-- BEGIN RECORDS SUPPLIED --
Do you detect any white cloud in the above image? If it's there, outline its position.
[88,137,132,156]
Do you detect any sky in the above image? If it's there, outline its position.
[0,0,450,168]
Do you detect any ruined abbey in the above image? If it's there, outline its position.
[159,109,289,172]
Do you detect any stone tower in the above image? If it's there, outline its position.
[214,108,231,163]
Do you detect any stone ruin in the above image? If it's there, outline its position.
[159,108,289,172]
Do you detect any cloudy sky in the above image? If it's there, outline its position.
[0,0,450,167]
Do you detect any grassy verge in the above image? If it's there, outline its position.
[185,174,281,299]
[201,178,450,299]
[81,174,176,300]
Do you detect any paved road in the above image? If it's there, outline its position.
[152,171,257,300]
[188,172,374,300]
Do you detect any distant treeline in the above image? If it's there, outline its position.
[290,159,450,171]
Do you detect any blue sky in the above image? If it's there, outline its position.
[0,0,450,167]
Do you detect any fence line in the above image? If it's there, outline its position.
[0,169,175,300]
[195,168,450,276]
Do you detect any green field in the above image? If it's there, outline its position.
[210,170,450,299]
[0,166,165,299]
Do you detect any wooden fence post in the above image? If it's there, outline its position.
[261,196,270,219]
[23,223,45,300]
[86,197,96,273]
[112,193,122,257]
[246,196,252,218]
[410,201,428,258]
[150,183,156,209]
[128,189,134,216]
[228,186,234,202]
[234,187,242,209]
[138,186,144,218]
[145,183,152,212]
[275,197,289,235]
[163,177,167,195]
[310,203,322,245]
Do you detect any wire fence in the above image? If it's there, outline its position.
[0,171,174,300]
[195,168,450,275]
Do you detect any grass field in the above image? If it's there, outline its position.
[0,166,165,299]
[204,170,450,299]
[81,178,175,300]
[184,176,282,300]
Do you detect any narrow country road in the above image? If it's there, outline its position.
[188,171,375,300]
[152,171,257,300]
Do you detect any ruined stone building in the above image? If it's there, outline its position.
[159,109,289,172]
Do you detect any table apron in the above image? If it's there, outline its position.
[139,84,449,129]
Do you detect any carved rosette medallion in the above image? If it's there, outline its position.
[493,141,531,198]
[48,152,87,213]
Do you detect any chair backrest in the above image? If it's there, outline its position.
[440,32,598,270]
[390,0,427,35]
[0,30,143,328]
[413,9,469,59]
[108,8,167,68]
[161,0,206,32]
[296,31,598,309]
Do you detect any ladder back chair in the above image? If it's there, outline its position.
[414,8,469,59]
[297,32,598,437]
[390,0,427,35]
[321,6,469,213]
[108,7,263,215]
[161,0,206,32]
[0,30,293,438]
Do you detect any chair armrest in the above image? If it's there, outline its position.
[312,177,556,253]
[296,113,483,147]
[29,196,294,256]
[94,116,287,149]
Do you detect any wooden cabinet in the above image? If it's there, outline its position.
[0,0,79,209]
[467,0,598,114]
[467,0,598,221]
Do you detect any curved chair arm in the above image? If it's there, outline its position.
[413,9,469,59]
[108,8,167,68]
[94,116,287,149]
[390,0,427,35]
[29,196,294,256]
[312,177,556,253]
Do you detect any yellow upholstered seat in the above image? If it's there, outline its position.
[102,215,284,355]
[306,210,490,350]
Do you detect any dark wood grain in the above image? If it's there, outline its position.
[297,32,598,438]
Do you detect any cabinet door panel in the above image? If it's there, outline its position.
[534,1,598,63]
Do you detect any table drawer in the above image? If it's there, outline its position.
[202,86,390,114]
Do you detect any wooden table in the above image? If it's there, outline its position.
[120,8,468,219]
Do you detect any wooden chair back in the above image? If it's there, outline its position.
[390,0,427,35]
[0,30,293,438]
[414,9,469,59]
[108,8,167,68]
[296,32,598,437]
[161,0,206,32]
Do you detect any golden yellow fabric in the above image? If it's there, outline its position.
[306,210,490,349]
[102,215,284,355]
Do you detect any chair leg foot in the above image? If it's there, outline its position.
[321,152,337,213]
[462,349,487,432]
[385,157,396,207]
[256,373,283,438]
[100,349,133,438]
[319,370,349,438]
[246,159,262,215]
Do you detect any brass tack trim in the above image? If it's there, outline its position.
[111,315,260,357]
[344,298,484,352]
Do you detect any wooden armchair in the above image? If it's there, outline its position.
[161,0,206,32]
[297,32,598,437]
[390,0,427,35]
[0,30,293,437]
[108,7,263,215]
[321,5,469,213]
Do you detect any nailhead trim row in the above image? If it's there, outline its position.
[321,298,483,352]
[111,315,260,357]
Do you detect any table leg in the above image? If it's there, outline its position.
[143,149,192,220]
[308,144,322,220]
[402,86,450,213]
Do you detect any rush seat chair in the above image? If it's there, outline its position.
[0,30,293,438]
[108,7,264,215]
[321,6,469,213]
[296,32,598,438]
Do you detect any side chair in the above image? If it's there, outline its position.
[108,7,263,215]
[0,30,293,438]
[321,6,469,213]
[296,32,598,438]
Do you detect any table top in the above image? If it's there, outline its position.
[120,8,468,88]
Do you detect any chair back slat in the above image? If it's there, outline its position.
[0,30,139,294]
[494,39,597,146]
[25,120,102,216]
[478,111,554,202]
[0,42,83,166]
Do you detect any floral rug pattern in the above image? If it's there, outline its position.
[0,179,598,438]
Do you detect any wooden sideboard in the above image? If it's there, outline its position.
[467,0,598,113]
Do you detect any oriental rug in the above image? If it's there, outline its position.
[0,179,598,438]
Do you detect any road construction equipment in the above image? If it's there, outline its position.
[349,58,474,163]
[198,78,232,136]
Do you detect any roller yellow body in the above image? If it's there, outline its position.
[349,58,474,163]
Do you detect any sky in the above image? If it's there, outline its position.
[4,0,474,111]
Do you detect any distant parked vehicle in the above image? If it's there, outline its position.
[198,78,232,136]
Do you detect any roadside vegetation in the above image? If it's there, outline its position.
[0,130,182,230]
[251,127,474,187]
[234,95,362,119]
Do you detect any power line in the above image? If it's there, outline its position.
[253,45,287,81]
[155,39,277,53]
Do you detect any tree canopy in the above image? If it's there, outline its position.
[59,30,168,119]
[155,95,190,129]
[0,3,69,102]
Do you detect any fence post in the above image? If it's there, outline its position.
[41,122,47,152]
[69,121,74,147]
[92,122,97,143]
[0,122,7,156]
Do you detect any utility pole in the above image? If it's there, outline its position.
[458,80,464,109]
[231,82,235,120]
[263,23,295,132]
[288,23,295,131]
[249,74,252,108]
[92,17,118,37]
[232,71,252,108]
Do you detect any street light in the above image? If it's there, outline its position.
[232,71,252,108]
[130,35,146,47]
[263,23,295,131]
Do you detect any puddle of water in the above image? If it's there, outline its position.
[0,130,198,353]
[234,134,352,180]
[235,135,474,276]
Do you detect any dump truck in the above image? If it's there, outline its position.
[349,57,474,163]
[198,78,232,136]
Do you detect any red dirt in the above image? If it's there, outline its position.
-- END RECORDS SUPPLIED --
**WHAT IS EXPECTED**: Recast the whole listing above as a Markdown table with the columns Row and Line, where Row holds a running number and Line holds the line itself. Leave out any blank lines.

**THE RESULT**:
| Row | Line |
|---|---|
| 1 | Do you detect any white cloud in the above image? If it's there, outline its position. |
| 2 | [88,137,132,156] |
| 3 | Do you detect any sky in the above image? If it's there, outline its position. |
| 4 | [0,0,450,168] |
| 5 | Do you detect any ruined abbey in the above image? If it's there, outline its position. |
| 6 | [159,109,289,172] |
| 7 | Do you detect any stone tower in the above image? If it's there, outline its position. |
| 8 | [214,108,231,163] |
| 9 | Do you detect any stone ruin in the above image? If it's there, outline its position. |
| 10 | [159,108,289,172] |
| 11 | Do you detect any cloudy sky in the above image? If it's there, outline its position. |
| 12 | [0,0,450,167] |
| 13 | Do you detect any grassy verge in the above image? If it's there, outline its position. |
| 14 | [185,174,281,299] |
| 15 | [201,178,450,299] |
| 16 | [81,174,176,300] |
| 17 | Do you detect any paved road in the above image? If it's there, outline its position. |
| 18 | [152,171,257,300] |
| 19 | [188,172,374,300] |
| 20 | Do you detect any distant treeline in the above image? If it's there, outline its position. |
| 21 | [290,159,450,171] |
| 22 | Do you detect any blue sky in the above image? If it's there, outline its position. |
| 23 | [0,0,450,167] |
| 24 | Do you detect any fence line in the above image? If it's there, outline its position. |
| 25 | [0,169,175,300] |
| 26 | [195,168,450,276] |
| 27 | Do you detect any green field in the above image? If it's there, outline its position. |
| 28 | [210,170,450,299] |
| 29 | [0,166,165,299] |
| 30 | Do you detect any wooden fence post in the above image? If it's there, outline its position. |
| 31 | [261,196,270,219] |
| 32 | [23,223,45,300] |
| 33 | [86,197,96,273] |
| 34 | [112,193,122,257] |
| 35 | [246,196,252,218] |
| 36 | [410,201,428,258] |
| 37 | [150,183,156,209] |
| 38 | [128,189,134,216] |
| 39 | [228,186,234,202] |
| 40 | [234,187,242,209] |
| 41 | [138,186,144,218] |
| 42 | [145,183,152,212] |
| 43 | [275,197,289,235] |
| 44 | [163,177,167,195] |
| 45 | [310,203,322,245] |
| 46 | Do you detect any wire fence in the above image? If it's there, outline its position. |
| 47 | [0,171,174,300] |
| 48 | [195,168,450,275] |
| 49 | Do you detect any grass field in the above image? If it's there, outline its position. |
| 50 | [0,166,165,299] |
| 51 | [204,170,450,299] |
| 52 | [81,178,175,300] |
| 53 | [184,176,282,300] |
| 54 | Do you detect any narrow country road in the above image? If it's there, outline its position. |
| 55 | [188,171,375,300] |
| 56 | [152,171,257,300] |
| 57 | Do you detect any ruined stone building in the above image? If it's there, outline its position. |
| 58 | [159,109,289,172] |
| 59 | Do you detect any table apron in the above image? If it's there, outline its position. |
| 60 | [139,84,449,129] |
| 61 | Do you detect any carved rosette medallion in the above image? If it's there, outline its position. |
| 62 | [493,141,531,198] |
| 63 | [48,152,87,213] |
| 64 | Do you detect any chair backrest in the above image? If it's there, outline its position. |
| 65 | [440,32,598,270] |
| 66 | [390,0,427,35] |
| 67 | [0,30,143,328] |
| 68 | [413,9,469,59] |
| 69 | [108,8,167,68] |
| 70 | [161,0,206,32] |
| 71 | [296,31,598,309] |
| 72 | Do you detect any ladder back chair in the above image? If it's there, outline its position. |
| 73 | [414,8,469,59] |
| 74 | [297,32,598,437] |
| 75 | [390,0,427,35] |
| 76 | [321,6,469,213] |
| 77 | [108,7,263,215] |
| 78 | [161,0,206,32] |
| 79 | [0,30,293,438] |
| 80 | Do you detect any chair armrest in the above image? If it's there, outline its position. |
| 81 | [312,177,556,253] |
| 82 | [296,113,483,147] |
| 83 | [29,196,294,256] |
| 84 | [94,116,287,149] |
| 85 | Do you detect any wooden cabinet in the above image? If it's there, outline its position. |
| 86 | [0,0,79,209] |
| 87 | [467,0,598,114] |
| 88 | [467,0,598,221] |
| 89 | Do you detect any curved chair arm in the above image? If it's there, outline its position. |
| 90 | [413,9,469,59] |
| 91 | [108,8,167,68] |
| 92 | [94,116,287,149] |
| 93 | [390,0,427,35] |
| 94 | [29,196,294,256] |
| 95 | [312,177,556,253] |
| 96 | Do you detect any yellow upholstered seat in the above image? If it's there, outline its position. |
| 97 | [102,215,284,355] |
| 98 | [306,210,490,350] |
| 99 | Do you detect any dark wood grain in the above image? If it's there, outline its position. |
| 100 | [297,32,598,438] |
| 101 | Do you detect any cabinet door panel in the above image? If it's there, outline its position. |
| 102 | [534,1,598,63] |
| 103 | Do you detect any table drawer in the above image? If it's there, outline its position. |
| 104 | [202,86,390,114] |
| 105 | Do you detect any wooden table in the above image? If it's there, outline its position. |
| 106 | [120,8,468,219] |
| 107 | Do you detect any wooden chair back in the above image? If it's there, outline its position. |
| 108 | [390,0,427,35] |
| 109 | [0,30,293,438] |
| 110 | [414,9,469,59] |
| 111 | [108,8,167,68] |
| 112 | [296,32,598,437] |
| 113 | [161,0,206,32] |
| 114 | Do you detect any golden yellow fabric in the above image? If it's there, outline its position. |
| 115 | [306,210,490,349] |
| 116 | [102,215,284,355] |
| 117 | Do you detect any chair leg foot in the above image? If it's there, outline its position. |
| 118 | [321,152,337,213] |
| 119 | [462,349,487,432] |
| 120 | [385,157,396,207] |
| 121 | [256,373,283,438] |
| 122 | [100,349,133,438] |
| 123 | [319,370,349,438] |
| 124 | [246,159,262,215] |
| 125 | Do you detect any brass tack trim in the above image? If it's there, outline its position. |
| 126 | [111,315,260,357] |
| 127 | [344,298,484,352] |
| 128 | Do you detect any wooden armchair in the above image? If it's there, outline its position. |
| 129 | [161,0,206,32] |
| 130 | [297,32,598,437] |
| 131 | [390,0,427,35] |
| 132 | [0,30,293,437] |
| 133 | [108,7,263,215] |
| 134 | [321,5,469,213] |
| 135 | Do you detect any nailhead trim row in the above image? If it's there, outline its position. |
| 136 | [321,298,483,352] |
| 137 | [111,315,260,357] |
| 138 | Do you detect any table leg in the above image? If it's there, outline its position. |
| 139 | [143,149,192,220] |
| 140 | [308,144,322,220] |
| 141 | [402,86,450,213] |
| 142 | Do you detect any rush seat chair in the above image? If it's there, outline its position. |
| 143 | [0,30,293,438] |
| 144 | [108,7,264,215] |
| 145 | [321,6,469,213] |
| 146 | [296,32,598,438] |
| 147 | Do you detect any side chair in the above image? If it's there, outline its position. |
| 148 | [108,7,263,215] |
| 149 | [0,30,293,438] |
| 150 | [321,6,469,213] |
| 151 | [296,32,598,438] |
| 152 | Do you detect any table top in the above image? If it's there, outline its position. |
| 153 | [120,8,468,88] |
| 154 | Do you detect any chair back slat in the above image? If it's there, outline its position. |
| 155 | [0,30,139,294] |
| 156 | [494,39,597,146] |
| 157 | [25,120,102,216] |
| 158 | [478,111,554,202] |
| 159 | [0,42,83,166] |
| 160 | Do you detect any floral rug pattern in the above image? If it's there, outline its position. |
| 161 | [0,179,598,438] |
| 162 | Do you detect any wooden sideboard in the above image? If it's there, outline its position. |
| 163 | [467,0,598,113] |
| 164 | Do you detect any oriental rug in the above image? If it's there, outline its position. |
| 165 | [0,179,598,438] |
| 166 | Do you detect any road construction equipment in the above image? If it's there, outline its position. |
| 167 | [349,58,474,163] |
| 168 | [198,78,232,136] |
| 169 | Do you detect any roller yellow body in the above image? If it's there, outline its position. |
| 170 | [349,58,474,163] |
| 171 | Do you detect any sky in the above image? If it's there, outline its position. |
| 172 | [4,0,474,111] |
| 173 | Do you detect any distant parked vehicle in the above image? If it's there, outline its position. |
| 174 | [198,78,232,136] |
| 175 | Do you detect any roadside vegetation in the above image? If it's there, outline its position. |
| 176 | [0,130,182,230] |
| 177 | [251,127,474,187] |
| 178 | [234,95,362,119] |
| 179 | Do you detect any power line in the above image? If it's there, outline its position. |
| 180 | [253,45,287,81] |
| 181 | [155,39,277,53] |
| 182 | Do you detect any tree canopy in the above image? If it's there, outline its position. |
| 183 | [59,30,168,119] |
| 184 | [155,95,190,129] |
| 185 | [0,3,69,102] |
| 186 | Do you detect any fence post in the above image? If it's there, outline its position. |
| 187 | [41,122,47,152] |
| 188 | [69,121,74,147] |
| 189 | [92,122,97,143] |
| 190 | [0,122,7,156] |
| 191 | Do you detect any utility pole in the above image? If it's there, outline its position. |
| 192 | [458,80,464,109] |
| 193 | [231,82,235,120] |
| 194 | [263,23,295,132] |
| 195 | [288,23,295,131] |
| 196 | [249,74,252,108] |
| 197 | [92,17,118,37] |
| 198 | [232,71,252,108] |
| 199 | Do you detect any street light in the above image? If it's there, outline its position. |
| 200 | [232,71,252,108] |
| 201 | [130,35,146,47] |
| 202 | [263,23,295,131] |
| 203 | Do you detect any puddle of water in the above image? If it's there, outline its position. |
| 204 | [0,130,198,353] |
| 205 | [234,134,352,180] |
| 206 | [235,135,474,276] |
| 207 | Do you detect any dump truck in the above image? If it's there, outline its position. |
| 208 | [349,57,474,163] |
| 209 | [198,78,232,136] |
| 210 | Do you detect any red dirt in the above image? If it's there, outline its position. |